[Object position labeling entries]
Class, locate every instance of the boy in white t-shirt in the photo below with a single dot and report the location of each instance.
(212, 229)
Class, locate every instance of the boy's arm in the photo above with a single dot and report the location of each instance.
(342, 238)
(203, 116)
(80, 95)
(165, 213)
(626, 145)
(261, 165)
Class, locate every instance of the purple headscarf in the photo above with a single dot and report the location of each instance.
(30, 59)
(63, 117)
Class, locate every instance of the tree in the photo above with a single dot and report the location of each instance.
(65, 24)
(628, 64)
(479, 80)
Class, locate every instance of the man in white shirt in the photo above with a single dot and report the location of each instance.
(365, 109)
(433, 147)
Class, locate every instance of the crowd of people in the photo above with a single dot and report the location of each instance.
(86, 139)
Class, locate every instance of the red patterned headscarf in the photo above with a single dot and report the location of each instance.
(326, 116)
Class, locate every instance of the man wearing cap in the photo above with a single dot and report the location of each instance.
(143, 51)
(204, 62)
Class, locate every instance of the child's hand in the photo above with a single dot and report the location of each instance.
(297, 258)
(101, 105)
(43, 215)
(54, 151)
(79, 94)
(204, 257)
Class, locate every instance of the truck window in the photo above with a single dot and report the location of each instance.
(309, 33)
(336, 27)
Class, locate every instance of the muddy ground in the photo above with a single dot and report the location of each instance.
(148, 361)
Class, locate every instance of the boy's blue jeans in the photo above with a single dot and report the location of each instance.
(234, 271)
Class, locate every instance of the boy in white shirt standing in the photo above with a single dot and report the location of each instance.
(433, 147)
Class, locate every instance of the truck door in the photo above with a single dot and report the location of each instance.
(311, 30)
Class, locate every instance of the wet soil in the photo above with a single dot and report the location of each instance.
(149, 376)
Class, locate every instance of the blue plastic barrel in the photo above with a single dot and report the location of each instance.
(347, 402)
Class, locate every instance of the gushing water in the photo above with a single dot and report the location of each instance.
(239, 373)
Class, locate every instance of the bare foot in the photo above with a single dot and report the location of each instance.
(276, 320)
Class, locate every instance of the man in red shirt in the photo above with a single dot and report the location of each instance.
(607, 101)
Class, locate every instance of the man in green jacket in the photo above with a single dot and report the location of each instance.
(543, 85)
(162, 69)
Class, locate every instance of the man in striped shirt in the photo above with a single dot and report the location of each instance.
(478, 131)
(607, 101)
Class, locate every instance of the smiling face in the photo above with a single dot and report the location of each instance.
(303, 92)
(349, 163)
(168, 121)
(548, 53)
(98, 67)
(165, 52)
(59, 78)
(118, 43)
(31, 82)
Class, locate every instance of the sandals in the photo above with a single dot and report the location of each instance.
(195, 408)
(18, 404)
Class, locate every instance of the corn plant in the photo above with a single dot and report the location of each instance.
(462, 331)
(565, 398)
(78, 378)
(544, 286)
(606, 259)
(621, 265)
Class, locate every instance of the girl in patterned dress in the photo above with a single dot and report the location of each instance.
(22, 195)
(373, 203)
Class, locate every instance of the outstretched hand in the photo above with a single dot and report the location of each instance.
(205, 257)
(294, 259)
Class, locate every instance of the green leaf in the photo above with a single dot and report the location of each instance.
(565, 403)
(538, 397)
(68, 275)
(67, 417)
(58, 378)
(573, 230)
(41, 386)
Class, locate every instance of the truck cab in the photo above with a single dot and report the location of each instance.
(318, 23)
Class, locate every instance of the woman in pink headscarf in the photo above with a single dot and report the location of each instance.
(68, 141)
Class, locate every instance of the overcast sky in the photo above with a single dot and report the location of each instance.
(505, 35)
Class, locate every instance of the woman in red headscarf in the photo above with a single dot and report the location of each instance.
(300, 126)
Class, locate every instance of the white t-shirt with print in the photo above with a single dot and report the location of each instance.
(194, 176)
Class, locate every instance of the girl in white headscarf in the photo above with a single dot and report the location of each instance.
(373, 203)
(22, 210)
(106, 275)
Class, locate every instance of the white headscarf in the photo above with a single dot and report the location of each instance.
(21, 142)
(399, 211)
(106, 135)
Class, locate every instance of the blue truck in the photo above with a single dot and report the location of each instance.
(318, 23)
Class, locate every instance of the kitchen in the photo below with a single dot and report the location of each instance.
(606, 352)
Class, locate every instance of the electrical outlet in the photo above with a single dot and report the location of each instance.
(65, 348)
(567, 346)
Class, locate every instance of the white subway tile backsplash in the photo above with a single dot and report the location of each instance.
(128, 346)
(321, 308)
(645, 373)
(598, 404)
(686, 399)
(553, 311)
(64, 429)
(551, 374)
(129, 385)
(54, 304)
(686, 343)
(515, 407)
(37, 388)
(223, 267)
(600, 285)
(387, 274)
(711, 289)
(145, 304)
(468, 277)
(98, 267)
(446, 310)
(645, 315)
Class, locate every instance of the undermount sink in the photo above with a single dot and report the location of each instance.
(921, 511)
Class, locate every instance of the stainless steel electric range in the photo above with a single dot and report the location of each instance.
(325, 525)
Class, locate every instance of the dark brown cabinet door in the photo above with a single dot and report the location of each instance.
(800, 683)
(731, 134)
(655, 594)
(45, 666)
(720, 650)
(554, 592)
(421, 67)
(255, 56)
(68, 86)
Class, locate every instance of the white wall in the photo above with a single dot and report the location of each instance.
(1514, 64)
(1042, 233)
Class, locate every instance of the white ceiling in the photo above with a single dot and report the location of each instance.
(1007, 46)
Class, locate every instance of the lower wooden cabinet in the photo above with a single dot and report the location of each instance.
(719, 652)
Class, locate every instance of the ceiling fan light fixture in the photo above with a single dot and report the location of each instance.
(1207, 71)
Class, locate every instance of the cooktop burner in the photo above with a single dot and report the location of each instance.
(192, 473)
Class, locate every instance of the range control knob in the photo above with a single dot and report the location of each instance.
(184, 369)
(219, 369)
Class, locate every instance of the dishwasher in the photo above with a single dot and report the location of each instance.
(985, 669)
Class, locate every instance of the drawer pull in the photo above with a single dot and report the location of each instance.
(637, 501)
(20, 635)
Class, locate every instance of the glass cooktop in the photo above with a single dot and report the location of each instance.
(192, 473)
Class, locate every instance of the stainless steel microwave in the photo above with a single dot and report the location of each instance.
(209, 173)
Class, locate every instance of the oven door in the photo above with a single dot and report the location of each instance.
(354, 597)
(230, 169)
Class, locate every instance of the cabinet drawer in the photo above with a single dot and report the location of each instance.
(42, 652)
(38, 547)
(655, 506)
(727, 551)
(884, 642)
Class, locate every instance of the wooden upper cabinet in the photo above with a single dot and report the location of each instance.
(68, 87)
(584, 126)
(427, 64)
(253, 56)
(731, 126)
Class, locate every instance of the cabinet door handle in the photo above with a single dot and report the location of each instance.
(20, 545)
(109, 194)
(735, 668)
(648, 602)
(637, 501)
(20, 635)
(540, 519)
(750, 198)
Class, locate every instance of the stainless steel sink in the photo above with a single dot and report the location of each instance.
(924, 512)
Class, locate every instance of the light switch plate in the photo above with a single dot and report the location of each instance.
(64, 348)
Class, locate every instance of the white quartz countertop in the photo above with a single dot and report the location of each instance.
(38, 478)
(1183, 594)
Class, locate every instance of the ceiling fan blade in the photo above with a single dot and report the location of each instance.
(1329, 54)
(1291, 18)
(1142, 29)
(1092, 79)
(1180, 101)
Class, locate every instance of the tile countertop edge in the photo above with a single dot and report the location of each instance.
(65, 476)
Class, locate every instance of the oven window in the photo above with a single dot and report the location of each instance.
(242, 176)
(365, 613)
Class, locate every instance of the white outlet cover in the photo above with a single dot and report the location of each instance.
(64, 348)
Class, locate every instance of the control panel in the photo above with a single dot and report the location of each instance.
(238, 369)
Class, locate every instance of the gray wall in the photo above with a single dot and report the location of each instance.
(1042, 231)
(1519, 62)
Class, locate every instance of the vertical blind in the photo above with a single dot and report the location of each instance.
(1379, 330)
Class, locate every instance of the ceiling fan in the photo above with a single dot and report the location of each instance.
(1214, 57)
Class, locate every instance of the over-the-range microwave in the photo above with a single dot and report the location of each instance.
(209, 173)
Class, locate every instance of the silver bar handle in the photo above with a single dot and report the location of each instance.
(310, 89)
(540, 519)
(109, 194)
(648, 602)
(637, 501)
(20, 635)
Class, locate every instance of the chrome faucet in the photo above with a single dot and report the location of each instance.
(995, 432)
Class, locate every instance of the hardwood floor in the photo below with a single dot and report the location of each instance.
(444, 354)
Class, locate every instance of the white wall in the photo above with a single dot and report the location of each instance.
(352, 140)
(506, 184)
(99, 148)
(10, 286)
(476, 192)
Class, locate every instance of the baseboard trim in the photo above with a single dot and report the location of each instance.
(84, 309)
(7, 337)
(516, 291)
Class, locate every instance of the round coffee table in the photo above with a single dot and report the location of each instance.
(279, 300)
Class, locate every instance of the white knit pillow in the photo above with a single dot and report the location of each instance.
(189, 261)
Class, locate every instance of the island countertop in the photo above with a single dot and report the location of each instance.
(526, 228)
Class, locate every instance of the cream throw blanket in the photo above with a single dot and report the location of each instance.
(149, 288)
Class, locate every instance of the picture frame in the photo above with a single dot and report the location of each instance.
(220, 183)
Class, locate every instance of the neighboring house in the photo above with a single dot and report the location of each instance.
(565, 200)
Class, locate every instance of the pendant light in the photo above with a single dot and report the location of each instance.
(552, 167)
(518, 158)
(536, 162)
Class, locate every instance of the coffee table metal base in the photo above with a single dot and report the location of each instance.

Problem description
Give exactly the lines from the one with "Class, locate every instance of the white knit" to the end of the entries, nothing before them.

Result below
Class, locate every instance of the white knit pillow in the photo above with a single dot and report the location of each instance.
(189, 261)
Class, locate every instance of the island countertop in the photo above with a single dot and report the location of each instance.
(526, 228)
Class, locate every instance of the cream throw blanket in the photo above with a single dot and report the location of each instance.
(149, 288)
Class, locate every instance of the picture frame in the photo above with a single dot and report the location of each instance.
(220, 183)
Class, locate every instance of the neighboring house in the photo above with a single dot and report the location of each instance.
(565, 200)
Class, locate every instance of the pendant light in the photo above with a single dot and report the location of each instance.
(552, 167)
(518, 158)
(536, 162)
Class, locate every instance of the coffee table metal base in the photo above with a single dot and report the location of each instance.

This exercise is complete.